Objectives -
1) Answer these from the compressor patent:
(a) Which company is the assignee?
(b) On what date was the application filed?
(c) According to the abstract, where is the end of the air/oil intake tube inside the compressor proper placed?
2) Carry on the compressor patent from the end of its field-of-invention section.
=== Source passage ===
Horizontal type vibrating compressor

Info

Patent number: 4416594
Type: Grant
Filed: Aug 12, 1980
Date of Patent: Nov 22, 1983
Assignee: Sawafuji Electric Company, Ltd.
Inventor: Kaoru Ichikawa (Shiraoka)
Primary Examiner: William R. Cline
Assistant Examiner: John M. Kramer
Law Firm: McGlew and Tuttle
Application Number: 6/177,591

Abstract

A horizontal type vibrating compressor having a cylindrical container for accommodating a compressor proper which is disposed horizontally, and closure members for closing both open ends of the cylindrical container; and having such a construction that a piston fixed to a driving coil is caused to vibrate in substantially horizontal direction in a cylinder, wherein coil springs are respectively interposed in the compressed state between each closure member and the compressor proper; cushioning members are fixed via cup-shaped holders to any one side of the compressor proper or the closure members; pin-shaped supporting members, which are adapted to be axially slidable by engaging with the cylindrical portion of the cushioning members are fixed to the other side of the compressor proper or the closure members; and an air/oil intake tube connecting the outside and inside of the compressor proper is provided, the outer end thereof being connected to a fiber braided tube disposed on the lower inside part of the container, and the other end thereof being disposed above the portion where the piston enters the cylinder within the compressor proper.

Description

Description

BACKGROUND OF THE INVENTION

1. Field of the Invention

This invention relates generally to a horizontal type vibrating compressor, and more specifically to a horizontal type vibrating compressor comprising a cylindrical container for accommodating a compressor proper, which is disposed horizontally, and closure members for closing both open ends of the container wherein coil springs are respectively interposed in the compressed state between each closure member and the compressor proper; cushioning members and supporting members are provided to support the compressor proper within the container; and an air/oil intake tube connecting the outside and inside of the compressor proper is provided, the outer end thereof being connected to a fiber braided tube disposed on the lower inside part of the container, and the inner end thereof being disposed above the portion where a compressor piston enters a compressor cylinder within the compressor proper.
=== Dataset content ===
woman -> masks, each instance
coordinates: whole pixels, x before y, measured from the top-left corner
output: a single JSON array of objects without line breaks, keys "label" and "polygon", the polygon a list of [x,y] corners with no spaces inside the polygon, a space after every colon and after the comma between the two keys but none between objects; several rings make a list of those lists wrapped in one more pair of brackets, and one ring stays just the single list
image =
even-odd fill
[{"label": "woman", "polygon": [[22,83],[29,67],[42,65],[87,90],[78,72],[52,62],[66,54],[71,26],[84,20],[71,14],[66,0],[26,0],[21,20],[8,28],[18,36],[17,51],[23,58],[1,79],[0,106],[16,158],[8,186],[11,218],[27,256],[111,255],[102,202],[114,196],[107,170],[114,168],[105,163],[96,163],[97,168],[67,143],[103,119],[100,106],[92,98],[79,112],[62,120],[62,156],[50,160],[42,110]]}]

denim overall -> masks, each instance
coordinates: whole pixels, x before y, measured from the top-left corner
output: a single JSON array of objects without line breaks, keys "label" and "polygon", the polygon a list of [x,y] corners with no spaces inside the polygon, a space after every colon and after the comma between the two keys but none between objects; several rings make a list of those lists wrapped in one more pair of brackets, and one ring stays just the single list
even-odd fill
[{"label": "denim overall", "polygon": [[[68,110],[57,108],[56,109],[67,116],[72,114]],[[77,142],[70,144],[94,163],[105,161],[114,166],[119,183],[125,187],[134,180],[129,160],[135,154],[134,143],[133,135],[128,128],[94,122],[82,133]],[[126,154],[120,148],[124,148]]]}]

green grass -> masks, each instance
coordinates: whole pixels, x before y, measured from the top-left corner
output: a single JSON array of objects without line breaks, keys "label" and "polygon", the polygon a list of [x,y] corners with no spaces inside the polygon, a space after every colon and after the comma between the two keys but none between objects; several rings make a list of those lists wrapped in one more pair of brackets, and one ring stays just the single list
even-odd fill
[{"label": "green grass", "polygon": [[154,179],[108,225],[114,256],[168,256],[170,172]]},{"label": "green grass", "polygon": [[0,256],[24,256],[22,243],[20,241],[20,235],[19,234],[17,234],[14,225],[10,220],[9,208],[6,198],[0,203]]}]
===
Responses -
1)
(a) Sawafuji Electric Company, Ltd.
(b) Aug 12, 1980
(c) Above the portion where the piston enters the cylinder within the compressor proper.

2)
2. Description of the Prior Art

The conventional vibrating compressor heretofore developed and put into application is usually constructed, from considerations of construction and driving principle, as the vertical type which is designed to cause compression in the vertical direction. Consequently, small household refrigerators, refrigerators for use on board automobiles or boats and other various products using the vibrating compressors are largely of such a construction that the vertical type vibrating compressor can be incorporated. In recent years, however, the need for horizontal type vibrating compressors is increasingly felt from the viewpoint of providing flexibility in the type, size and construction of such products as well as the space for installing the vibrating compressor.

FIG. 1 is a longitudinal section of a horizontal type vibrating compressor designed to satisfy such a demand. In the figure, reference numeral 1 refers to a cylindrical container; 2 and 2' to mounting legs fixed to the lower part of the container 1; 3 and 3' to closure members; 4 to a suction tube; 5 to a discharge tube; 6 to a compressor proper; 7 and 7' to compressor-side supporting members; 8 and 8' to container-side supporting members; 9 and 9' to coil springs; 10 to an air/oil intake tube, respectively.

The compressor proper 6 is suspended by the coil springs 9 and 9' engaging with the compressor-side supporting members 7 and 7' and the container-side supporting members 8 and 8' within the cylindrical container 1, which is closed by the closure members 3 and 3'. The refrigerant gas introduced through the suction tube 4 is mixed with the lubricating oil, which is injected in small quantities on the bottom of the container 1, at a predetermined ratio and is sucked through the air/oil intake tube 10 into the compressor proper 6. The lubricating oil sucked into the compressor proper 6 lubricates the compressor piston and is discharged, together with the refrigerant gas, through the discharge tube 5 to the outside.

This type of horizontal type vibrating compressor is widely used in small-sized household refrigerators, refrigerators on board automobiles and boats because of small size, lightweight and low power consumption. When used on board a vehicle, however, large acceleration or deceleration during start and stop of the vehicle, or large vibration or impact exerted to the container 1 during travelling on rough roads may cause the compressor proper 6 to rock in various directions within the container 1 and to collide against the inner walls of the container 1 or the closure members 3 and 3', resulting in uncomfortable noises or damages to the compressor proper 6.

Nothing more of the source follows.